● **EXCERPT TO READ**
§ §

GO BACK TO THE COLD!

The Honourable Schoolboy
by John le Carré

John le Carré's new novel is about twice as long as it should be. It falls with a dull thud into the second category of his books—those which are greeted as being something more than merely entertaining. Their increasingly obvious lack of mere entertainment is certainly strong evidence that le Carré is out to produce a more respectable breed of novel than those which fell into the first category, the ones which were merely entertaining. But in fact it was the merely entertaining books that had the more intense life.

The books in the first category—and le Carré might still produce more of them, if he can only bring himself to distrust the kind of praise he has grown used to receiving—were written in the early and middle 1960s. They came out at the disreputably brisk rate of one a year.
Call for the Dead
(1961),
A Murder of Quality
(1962),
The Spy Who Came in from the Cold
(1963) and
The Looking Glass War
(1965) were all tightly controlled efforts whose style, characterization and atmospherics were subordinate to the plot, which was the true hero. Above all, they were brief:
The Spy Who Came in from the Cold
is not even half the length of the ponderous whopper currently under review.

Elephantiasis, of ambition as well as reputation, set in during the late 1960s, when
A Small Town in Germany
(1968) inaugurated the second category. Not only was it more than merely entertaining, but it was, according to the
New Statesman
's reviewer, “at least a masterpiece.” After an unpopular but instantly forgiven attempt at a straight novel (
The Naive and Sentimental Lover
), the all-conquering onward march of the more than merely entertaining spy story was resumed with
Tinker, Tailor, Soldier, Spy
(1974) which was routinely hailed as the best thriller le Carré had written up to that time.

The Honourable Schoolboy
brings the second sequence to a heavy apotheosis. A few brave reviewers have expressed doubts about whether some of the elements which supposedly enrich le Carré's later manner might not really be a kind of impoverishment, but generally the book has been covered with praise—a response not entirely to be despised, since
The Honourable Schoolboy
is so big that it takes real effort to cover it with anything. At one stage I tried to cover it with a pillow, but there it was, still half visible, insisting, against all the odds posed by its coagulated style, on being read to the last sentence.

§ §

[Position annotation records]
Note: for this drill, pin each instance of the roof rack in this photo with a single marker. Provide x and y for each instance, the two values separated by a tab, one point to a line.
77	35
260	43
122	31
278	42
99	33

§ §

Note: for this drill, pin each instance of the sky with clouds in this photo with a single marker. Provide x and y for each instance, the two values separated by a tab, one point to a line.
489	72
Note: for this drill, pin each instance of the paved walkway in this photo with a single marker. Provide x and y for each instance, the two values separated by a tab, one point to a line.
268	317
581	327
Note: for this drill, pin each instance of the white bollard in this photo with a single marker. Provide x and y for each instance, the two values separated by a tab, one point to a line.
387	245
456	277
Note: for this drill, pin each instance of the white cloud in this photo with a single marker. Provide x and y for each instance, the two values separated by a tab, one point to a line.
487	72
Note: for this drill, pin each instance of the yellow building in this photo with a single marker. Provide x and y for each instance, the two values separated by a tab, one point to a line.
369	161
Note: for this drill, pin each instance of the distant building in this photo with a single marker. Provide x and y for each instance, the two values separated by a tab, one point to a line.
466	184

§ §

● **TO DO**
1: Summarize the review of le Carré's The Honourable Schoolboy in two sentences.
2: Write the next part of the review of le Carré's The Honourable Schoolboy, starting after its final sentence.

● **OUTPUTS FOR THE TASKS**
1: The review says The Honourable Schoolboy is about twice as long as it should be and falls into le Carré's second category of books, those greeted as more than merely entertaining, while the brief, plot-driven novels of the early and middle 1960s had the more intense life. That second category began with A Small Town in Germany (1968), continued with Tinker, Tailor, Soldier, Spy (1974), and reaches a heavy apotheosis in The Honourable Schoolboy, which has generally been covered with praise despite a few reviewers' doubts.

2:
The last sentence comes 530 pages after the first, whose tone of myth-making portent is remorselessly adhered to throughout. “Afterwards, in the dusty little corners where London's secret servants drink together, there was argument about where the Dolphin case history should really begin.” The Dolphin case history, it emerges with stupefying gradualness, is concerned with the Circus (i.e., the British Secret Service) getting back on its feet after the catastrophic effect of its betrayal by Bill Haydon, the Kim Philby figure whose depredations were the subject of
Tinker, Tailor, Soldier, Spy
. The recovery is masterminded by George Smiley, nondescript hero and cuckold genius. From his desk in London, Smiley sets in motion a tirelessly labyrinthine scheme which results in the capture of the Soviet Union's top agent in China. Hong Kong is merely the scene of the action. The repercussions are worldwide. Smiley's success restores the Circus's fortunes and discomfits the KGB. But could it be that the Cousins (i.e., the CIA) are the real winners after all? It is hard to tell. What is easy to tell is that at the end of the story, a man lies dead. Jerry Westerby, the Honourable Schoolboy of the title, has let his passions rule his sense of duty, and has paid the price. He lies face down and lifeless, like someone who has been reading a very tedious novel.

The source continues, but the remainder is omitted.